## What you have to do
Give every line below again, exactly as it appears.

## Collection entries
--
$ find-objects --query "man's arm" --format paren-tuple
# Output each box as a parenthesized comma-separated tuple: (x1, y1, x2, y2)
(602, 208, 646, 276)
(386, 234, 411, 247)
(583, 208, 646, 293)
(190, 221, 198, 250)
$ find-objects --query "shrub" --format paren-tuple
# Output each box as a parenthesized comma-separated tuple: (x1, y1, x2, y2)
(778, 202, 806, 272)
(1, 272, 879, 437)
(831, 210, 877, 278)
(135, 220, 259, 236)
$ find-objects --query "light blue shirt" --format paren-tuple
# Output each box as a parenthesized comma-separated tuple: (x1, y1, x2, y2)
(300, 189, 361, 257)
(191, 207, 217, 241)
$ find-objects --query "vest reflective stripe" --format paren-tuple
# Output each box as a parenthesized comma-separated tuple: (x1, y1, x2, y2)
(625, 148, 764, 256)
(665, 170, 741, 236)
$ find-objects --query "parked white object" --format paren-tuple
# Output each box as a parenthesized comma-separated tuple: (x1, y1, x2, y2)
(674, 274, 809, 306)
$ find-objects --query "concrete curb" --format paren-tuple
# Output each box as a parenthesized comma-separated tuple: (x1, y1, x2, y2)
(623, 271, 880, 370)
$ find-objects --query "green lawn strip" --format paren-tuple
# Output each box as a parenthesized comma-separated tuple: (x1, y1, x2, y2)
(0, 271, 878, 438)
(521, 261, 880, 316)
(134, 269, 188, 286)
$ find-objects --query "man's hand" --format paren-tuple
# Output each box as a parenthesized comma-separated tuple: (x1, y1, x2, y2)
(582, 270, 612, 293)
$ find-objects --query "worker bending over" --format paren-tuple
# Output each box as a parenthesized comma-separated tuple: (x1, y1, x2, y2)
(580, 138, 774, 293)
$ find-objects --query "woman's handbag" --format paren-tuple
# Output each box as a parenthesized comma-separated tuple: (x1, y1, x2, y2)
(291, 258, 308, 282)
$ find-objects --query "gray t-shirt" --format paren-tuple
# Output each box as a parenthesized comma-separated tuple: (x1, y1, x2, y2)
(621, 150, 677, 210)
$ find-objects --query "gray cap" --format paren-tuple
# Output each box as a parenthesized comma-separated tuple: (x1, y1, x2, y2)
--
## Exercise result
$ find-objects --query "man's arm" --format paren-tuple
# Output each box as a parenthesized comma-separated tuple: (x1, y1, x2, y2)
(602, 208, 646, 276)
(386, 234, 411, 247)
(583, 208, 646, 293)
(190, 221, 198, 250)
$ find-objects --query "shrub" --format paren-tuple
# Output each box as a parenthesized comma-separated tuple: (x1, y1, x2, y2)
(778, 202, 806, 272)
(1, 272, 879, 437)
(831, 210, 877, 278)
(135, 220, 259, 236)
$ find-objects --query "light blue shirt" --format paren-tuple
# Output each box as a parenthesized comma-separated tuple: (x1, y1, x2, y2)
(300, 189, 361, 257)
(191, 207, 217, 241)
$ find-objects --query "vest reflective stripe" --format paren-tuple
# Output each box as a parenthesized comma-separated tuple: (x1, y1, x2, y2)
(625, 148, 764, 256)
(665, 170, 741, 236)
$ find-objects --query "parked white object" --format paren-tuple
# Output each box as a parenthesized comma-separated tuple: (x1, y1, x2, y2)
(674, 274, 809, 306)
$ find-objects --query "concrete curb" --format paren-tuple
# Output each box as a parenthesized comma-separated tuple: (x1, y1, x2, y2)
(623, 271, 880, 370)
$ find-objects --query "green lawn strip" --format paren-tuple
# Output each box as a parenthesized comma-separated tuple: (x1, y1, x2, y2)
(0, 271, 878, 438)
(521, 261, 880, 316)
(134, 269, 188, 286)
$ find-objects --query "man's hand" --format paren-tuple
# Output each box as a parenthesized comma-separated tuple: (x1, y1, x2, y2)
(582, 270, 612, 293)
$ find-objects --query "worker bending over" --format paren-tuple
# Output each box as a parenthesized comma-separated tuple: (x1, y1, x2, y2)
(580, 138, 774, 293)
$ find-objects --query "woman's handbag" --format paren-tuple
# Output each box as a parenthesized comma-separated tuple: (x1, y1, x2, y2)
(291, 258, 308, 282)
$ find-objects --query "gray t-shirt" --format paren-tuple
# Output each box as a parenthesized comma-separated tuple: (x1, y1, x2, y2)
(621, 150, 677, 210)
$ find-objects --query "gray cap" --format paren-tuple
# Output each box as a parenthesized comma-separated tuple: (x1, y1, x2, y2)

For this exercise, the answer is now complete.